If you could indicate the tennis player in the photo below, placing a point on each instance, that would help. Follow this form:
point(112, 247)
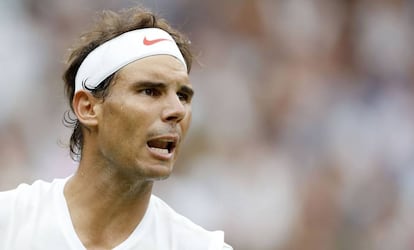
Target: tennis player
point(127, 83)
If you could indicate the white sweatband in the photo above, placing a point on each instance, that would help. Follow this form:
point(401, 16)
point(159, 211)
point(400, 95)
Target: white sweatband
point(116, 53)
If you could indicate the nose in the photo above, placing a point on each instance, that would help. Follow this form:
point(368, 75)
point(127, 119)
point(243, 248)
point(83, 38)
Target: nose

WORK REQUEST:
For this exercise, reproduce exactly each line from the one containing "point(400, 95)" through the last line of the data, and no others.

WRITTEN SOLUTION:
point(400, 95)
Target: white sweatband
point(116, 53)
If you could indicate the nose in the photo above, placing a point on each instance, that would help. Follow this form:
point(368, 75)
point(127, 119)
point(243, 248)
point(83, 38)
Target: nose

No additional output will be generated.